Excerpt:
Step Into Little Stone Crow's World
Photo by: Marcel LeBlanc

Step Into Little Stone Crow's World

Michael Rancic

Blink and you’ll miss Sunset Valley, a small community located in New Brunswick’s Westfield Parish, about a half-hour drive inland from Saint John. But on Dives Underwater, Mi'kmaw rapper and producer Little Stone Crow (aka Jan Martin) transforms it into a gleaming metropolitan city, complete with its own NBA team. By reimagining the area, Martin makes it a late-capitalist speculative stand-in for all places they love and question, holding tenderness and critique often in the same rhyme. The result is a rich lore that feels cyberpunk in texture across its fast-food neon and magical big-box stores, yet remains stubbornly human in its small, everyday desires. It’s a kind of critique through world-building, which is familiar territory for an artist who is also a tabletop role-playing game designer when they’re not making music. 

Martin’s route into hip hop runs through years of musicianship that started in their youth before making a left turn inspired by livestream culture. “I started out playing guitar, playing blues music and jazz and stuff like that,” they recall. A formative and accidental Columbia House order of LL Cool J’s Mama Said Knock You Out inspired them to write their own rhymes, though initially only sharing those words within a close circle of friends.

Information supplied:

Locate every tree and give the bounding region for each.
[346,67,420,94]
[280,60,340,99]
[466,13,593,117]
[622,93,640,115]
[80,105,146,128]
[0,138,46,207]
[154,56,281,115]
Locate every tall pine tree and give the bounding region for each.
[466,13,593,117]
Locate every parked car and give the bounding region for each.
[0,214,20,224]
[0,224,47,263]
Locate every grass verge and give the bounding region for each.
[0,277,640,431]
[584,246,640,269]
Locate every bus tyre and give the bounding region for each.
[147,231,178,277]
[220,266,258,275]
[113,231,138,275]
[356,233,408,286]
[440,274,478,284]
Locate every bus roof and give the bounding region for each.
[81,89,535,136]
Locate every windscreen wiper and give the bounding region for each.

Assignment 1: According to the article about Little Stone Crow, which album, ordered by accident from Columbia House, inspired Martin to write their own rhymes?
Assignment 2: Copy out the Little Stone Crow article word for word, everything from "Blink and you’ll" down to "not making music.".
Assignment 3: Write the next part of the article about Little Stone Crow, starting after its last sentence.

Task answer 1: LL Cool J's Mama Said Knock You Out.

Task answer 2:
Blink and you’ll miss Sunset Valley, a small community located in New Brunswick’s Westfield Parish, about a half-hour drive inland from Saint John. But on Dives Underwater, Mi'kmaw rapper and producer Little Stone Crow (aka Jan Martin) transforms it into a gleaming metropolitan city, complete with its own NBA team. By reimagining the area, Martin makes it a late-capitalist speculative stand-in for all places they love and question, holding tenderness and critique often in the same rhyme. The result is a rich lore that feels cyberpunk in texture across its fast-food neon and magical big-box stores, yet remains stubbornly human in its small, everyday desires. It’s a kind of critique through world-building, which is familiar territory for an artist who is also a tabletop role-playing game designer when they’re not making music.

Task answer 3:
Their full musical pivot came while watching a Twitch producer at work. “I started hanging out in an online Twitch stream by an artist called dot_dev. They were just making beats on the stream live,” they explain. “I became really interested in the sampling aspect of it.” From there, Martin broadened their workflow from dot_dev’s Roland SP-404 sampler, to building tracks directly in Ableton from their DIY bedroom studio with samples sourced from old silent films. Encouragement from the stream community led to an opening slot supporting Acadian rapper Jono in Moncton, and with that their growing local presence quickly turned private experiments into public practice.

Dives Underwater crystallizes that practice with intention. The blues still haunts their work, permeating Martin’s vocal performances, often uttered with a quiet growl. Songs like “Lake Monster” are imbued with a kind of haziness by way of the cavernous, slow-as-molasses samples. The skits don’t feel tacked on or skippable, they add vital colour and depth to the already rich world Martin has developed. Lyrically the album tracks a reckoning with motivation and inertia, the tug between feeling out of place, and self-acceptance. 

The album version of Sunset Valley may be fictional, but it’s tied to real feelings of scrutiny and displacement in arts spaces and everyday life. Martin’s shift from bedroom rapper to live performer has brought with it a quiet surveillance that turns curiosity into suspicion. “I went to one event once and they probably wouldn’t have let me in that building if I wasn’t being paid to play there,” they laugh. “They would’ve had a security guard follow me around ’cause my clothes aren’t right.”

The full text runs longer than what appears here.